● **Texto proporcionado**
##########
Se ha roto el frente
La democracia parlamentaria, el Estado de derecho y la división de poderes salen reforzados y prestigiados de la moción de censura
El frente del 155 se ha roto. Por el lado de quienes lo votaron en el Senado y por el lado de quienes lo convirtieron en una especie de estigma democrático. Ha quedado obsoleto el lazo amarillo, inventado para dividir a la sociedad catalana entre quienes lo apoyaban y se sentían ofendidos y quienes con su oposición exhibían su sufrimiento. Son diputados con el lazo amarillo los que han convertido en presidente del Gobierno al líder de uno de los tres partidos responsable de su aplicación.
En conformidad con la rigidez del frente, los nacionalistas habían dejado de contar en el Congreso y en el Senado. Durante seis largos años, desde que Artur Mas se lanzó de cabeza hacia lo desconocido, la vida política española se hacía sin catalanes y crecían las tentaciones de hacerla contra los catalanes. El frente se ha roto cuando su voz se ha vuelto a oír e incluso a escuchar y sus votos han vuelto a contar.
Los intransigentes, la CUP, la ANC, Puigdemont y sus acólitos, cotizan a la baja y suben en cambio los herederos auténticos de Convergència, Campuzano, Pascal, Xuclà, o los posibilistas de Esquerra como Tardà, que son los que han trenzado el acuerdo parlamentario. Hay una depreciación acelerada de los argumentos radicales, especialmente de puertas afuera. ¿Alguien puede defender seriamente que la España constitucional de hoy es como la Turquía autoritaria de Erdogan?
Si la solidez de la mayoría socialista y del gobierno en ciernes es una cuestión de controversia legítima, no lo es el funcionamiento de la democracia parlamentaria, de la división de poderes y del Estado de derecho. Hablar de franquismo o de autoritarismo es una broma metafórica que no resiste el contraste con la realidad.
Después de esta moción de censura, desencadenada por una sentencia judicial sobre un caso de corrupción oceánica del partido del Gobierno, el Reino de España se ha revelado, al contrario de lo que pretenden sus denigradores, como una de las democracias más exigentes y ejemplares de este mundo ciertamente tan pobre en cuanto a cantidad y calidad de la democracia. La mayor ironía del caso la han proporcionado los turiferarios del inmovilismo, cuando han echado mano de los argumentos de los populistas para defenderse de la moción de censura, de la sentencia y de la condena de la opinión pública.
Calificar de golpe de mano antidemocrático a la moción que ha derribado a Rajoy, pretender que las urnas lavan a los partidos de sus pecados de corrupción o descalificar a los jueces cuando sus sentencias no convienen no es propio de un partido que dice defender el Estado de derecho, la división de poderes y, sobre todo, la democracia parlamentaria frente a la democracia directa o plebiscitaria. Esos argumentos han aparecido en la prensa más ardientemente inmovilista y en boca de los más destacados dirigentes populares, Rajoy, Cospedal y Hernando, como si se tratara de unos vulgares dirigentes independentistas o podemitas, propensos a ridiculizar la independencia judicial y la división de poderes.
##########
● **Datos guardados**
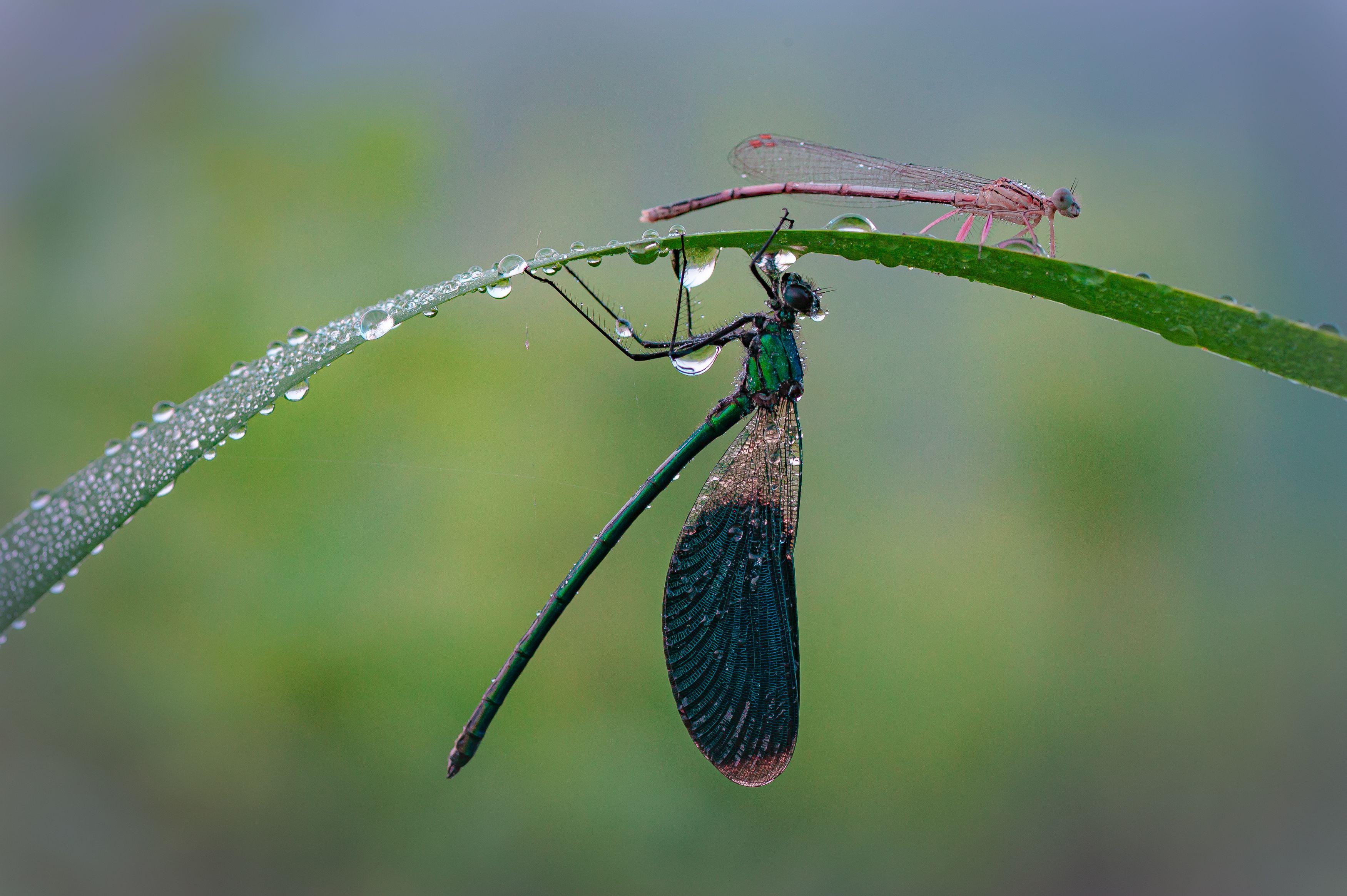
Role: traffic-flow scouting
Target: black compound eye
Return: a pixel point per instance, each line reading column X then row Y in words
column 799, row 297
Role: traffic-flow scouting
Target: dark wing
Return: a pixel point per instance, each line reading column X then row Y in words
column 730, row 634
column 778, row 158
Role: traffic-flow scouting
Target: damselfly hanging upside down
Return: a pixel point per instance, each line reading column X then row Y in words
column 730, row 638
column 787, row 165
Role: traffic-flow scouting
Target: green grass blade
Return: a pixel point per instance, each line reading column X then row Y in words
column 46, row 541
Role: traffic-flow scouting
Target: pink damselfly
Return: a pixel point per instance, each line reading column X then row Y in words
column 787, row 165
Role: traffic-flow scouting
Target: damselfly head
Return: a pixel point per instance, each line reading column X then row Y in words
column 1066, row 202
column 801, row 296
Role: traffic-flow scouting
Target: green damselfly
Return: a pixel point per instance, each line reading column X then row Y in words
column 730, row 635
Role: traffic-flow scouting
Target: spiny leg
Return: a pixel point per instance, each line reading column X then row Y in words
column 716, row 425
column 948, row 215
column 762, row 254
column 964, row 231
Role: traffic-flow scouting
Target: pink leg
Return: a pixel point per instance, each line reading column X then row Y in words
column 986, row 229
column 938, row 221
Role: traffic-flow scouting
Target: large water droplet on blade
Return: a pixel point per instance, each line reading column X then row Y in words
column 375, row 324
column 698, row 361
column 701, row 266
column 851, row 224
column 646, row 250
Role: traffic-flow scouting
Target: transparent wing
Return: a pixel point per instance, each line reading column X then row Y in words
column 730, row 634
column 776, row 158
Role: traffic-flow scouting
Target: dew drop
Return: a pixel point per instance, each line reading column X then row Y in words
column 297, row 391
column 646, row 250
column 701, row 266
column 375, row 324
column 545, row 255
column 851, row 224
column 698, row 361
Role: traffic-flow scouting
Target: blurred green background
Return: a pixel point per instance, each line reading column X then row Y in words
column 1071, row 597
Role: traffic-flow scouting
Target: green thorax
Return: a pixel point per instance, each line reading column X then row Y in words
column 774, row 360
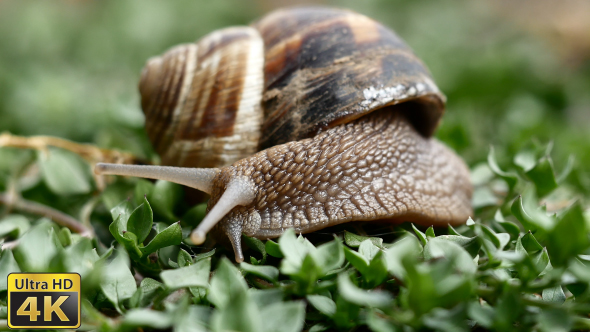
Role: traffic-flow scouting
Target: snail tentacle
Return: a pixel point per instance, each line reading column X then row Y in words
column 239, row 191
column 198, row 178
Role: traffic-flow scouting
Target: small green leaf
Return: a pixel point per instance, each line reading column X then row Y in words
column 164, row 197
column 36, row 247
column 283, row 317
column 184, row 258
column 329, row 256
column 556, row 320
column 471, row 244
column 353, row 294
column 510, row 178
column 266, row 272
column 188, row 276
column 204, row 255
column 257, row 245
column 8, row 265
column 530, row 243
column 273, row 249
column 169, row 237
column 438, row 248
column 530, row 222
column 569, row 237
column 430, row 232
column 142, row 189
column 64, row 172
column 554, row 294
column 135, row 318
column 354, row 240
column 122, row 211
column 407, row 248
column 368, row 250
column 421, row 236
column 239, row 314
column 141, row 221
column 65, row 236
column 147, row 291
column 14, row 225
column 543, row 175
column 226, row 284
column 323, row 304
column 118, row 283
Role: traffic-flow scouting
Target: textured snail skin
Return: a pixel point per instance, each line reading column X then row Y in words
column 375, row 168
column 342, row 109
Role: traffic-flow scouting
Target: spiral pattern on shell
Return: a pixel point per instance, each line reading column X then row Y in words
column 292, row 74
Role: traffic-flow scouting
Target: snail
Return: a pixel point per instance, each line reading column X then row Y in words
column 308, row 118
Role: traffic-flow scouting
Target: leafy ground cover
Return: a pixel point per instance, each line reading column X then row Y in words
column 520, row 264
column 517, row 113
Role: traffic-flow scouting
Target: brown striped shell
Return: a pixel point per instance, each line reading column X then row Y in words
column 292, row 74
##########
● **Tus instrucciones**
Escribe la continuación del artículo sobre la moción de censura contra Rajoy, empezando justo después de su última oración.

● **Resultado final**
En resumen, pierden fuelle las fuerzas de la radicalización, de uno y otro lado. El mayor perdedor es el PP, responsable máximo de la corrupción y de la gestión política, o más bien apolítica o sin política, del conflicto catalán. El reto que tiene ante sí es descomunal: hundido en la oposición sin claridad alguna respecto a su liderazgo y a su futuro, y superados por Ciudadanos en la subasta nacionalista española. El independentismo radical tampoco sale bien parado: sus argumentos internacionales, los ensueños legitimistas, las pretensiones restauradoras y las fantasías republicanas, basados en el dibujo deformado de una España intolerante y regresiva, han recibido con la moción de censura un jarro de agua fría auto suministrado.
No hace falta esperar al Gobierno, a sus primeras decisiones equivocadas, sus inevitables declaraciones desafortunadas o a los rasguños iniciales entre los socios de la coalición heteróclita que ha llevado a Sánchez a La Moncloa. El éxito ya se ha producido en la revalidación institucional de la democracia y ahora solo hace falta consolidarlo cuando lleguen pruebas quizás de mayor dificultad que la sentencia de la Gürtel, como serán los juicios al secesionismo.
La moción de censura ha producido también un súbito fenómeno atmosférico. De pronto el clima ha mejorado. Se ha destensado el ambiente crecientemente crispado desde las desgraciadas sesiones parlamentarias de la desconexión legal del 6 y 8 de setiembre. Por primera vez en muchos años, desde 2010 probablemente, este es el primer acontecimiento político que no echa leña al fuego de la tensión ni contribuye a la división. También por primera vez se han hecho visibles e influyentes, decisivas incluso, las fuerzas que trabajan por el consenso en vez del disenso, por unir en vez de separar.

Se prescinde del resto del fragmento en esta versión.